Each line of the listing where "background" appears should be reported.

::::::::

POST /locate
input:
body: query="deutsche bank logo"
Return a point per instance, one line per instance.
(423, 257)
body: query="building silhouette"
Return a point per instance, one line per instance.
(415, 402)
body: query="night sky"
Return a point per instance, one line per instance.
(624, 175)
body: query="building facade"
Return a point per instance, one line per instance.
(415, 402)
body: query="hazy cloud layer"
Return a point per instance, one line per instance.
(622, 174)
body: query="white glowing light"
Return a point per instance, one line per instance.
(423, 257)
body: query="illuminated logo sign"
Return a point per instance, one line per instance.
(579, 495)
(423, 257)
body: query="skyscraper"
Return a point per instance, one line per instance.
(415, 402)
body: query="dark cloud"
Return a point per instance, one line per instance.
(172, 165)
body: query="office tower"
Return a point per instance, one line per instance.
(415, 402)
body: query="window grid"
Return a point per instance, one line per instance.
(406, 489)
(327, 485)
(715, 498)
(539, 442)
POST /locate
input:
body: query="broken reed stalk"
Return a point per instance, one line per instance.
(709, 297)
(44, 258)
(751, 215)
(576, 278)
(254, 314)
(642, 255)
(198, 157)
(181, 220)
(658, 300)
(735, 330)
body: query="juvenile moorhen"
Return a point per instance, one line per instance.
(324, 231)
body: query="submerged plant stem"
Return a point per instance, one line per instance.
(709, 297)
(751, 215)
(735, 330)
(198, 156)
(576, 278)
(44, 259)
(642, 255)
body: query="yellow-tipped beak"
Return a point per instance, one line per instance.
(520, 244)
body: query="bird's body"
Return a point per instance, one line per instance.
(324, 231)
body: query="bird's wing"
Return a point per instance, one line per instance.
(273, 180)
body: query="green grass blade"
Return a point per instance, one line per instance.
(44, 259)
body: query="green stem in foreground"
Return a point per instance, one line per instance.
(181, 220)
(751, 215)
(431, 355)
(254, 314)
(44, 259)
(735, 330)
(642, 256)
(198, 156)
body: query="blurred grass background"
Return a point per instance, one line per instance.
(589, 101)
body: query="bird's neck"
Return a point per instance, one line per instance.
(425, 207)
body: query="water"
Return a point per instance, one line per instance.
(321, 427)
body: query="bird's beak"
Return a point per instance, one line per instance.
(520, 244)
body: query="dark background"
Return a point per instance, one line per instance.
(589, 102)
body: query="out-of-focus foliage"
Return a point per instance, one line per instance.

::::::::

Finished exercise:
body: query="blurred grass background"
body: query="dark background"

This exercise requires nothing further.